> [Supplied passage]:
<<<<
HAP’s SOAR (SSI, Outreach, Access, and Recovery) Project remains the surest and most efficient path to Supplemental Security Income (Federal Disability Benefits) for Philadelphians experiencing or facing homelessness. With an approval rating of 96%, we have secured benefits for more than 3,000 people since starting our SOAR Project in December 2007.
Here’s why HAP’s SOAR Project in Philadelphia is so critical…
- Disability doesn’t need to necessitate homelessness, yet a disproportionate number of people are homeless precisely because they suffer from chronic mental and physical illnesses that limit their ability to earn a living wage.
- Although Pennsylvania once offered a modest cash assistance program meant to provide relief for no-income residents, that relief was terminated, leaving thousands unable to afford absolute basics, like copays, bus fare, and soap.
- Without comprehensive safety nets, stable addresses, or phones, people experiencing homelessness too often fall through the cracks of the complicated and confusing Social Security application process.
- Nationally, claims submitted by those experiencing homelessness are approved less than 15% of the time, and those who appeal denials face an arduous, years-long process.
- During that extraordinary wait, it’s all too common for claimants to fall out of treatment or experience a worsening of symptoms. All of this comes at an enormous cost to society, to say nothing of the devastating toll it takes on the person.
>>>>
> [Instructions for the task]: In the passage on HAP's SOAR Project, when did the project begin?

> [Provided data]:
<<<<
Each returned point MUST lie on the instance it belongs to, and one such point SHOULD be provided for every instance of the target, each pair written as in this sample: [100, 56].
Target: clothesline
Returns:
>>>>
> [Solution]: December 2007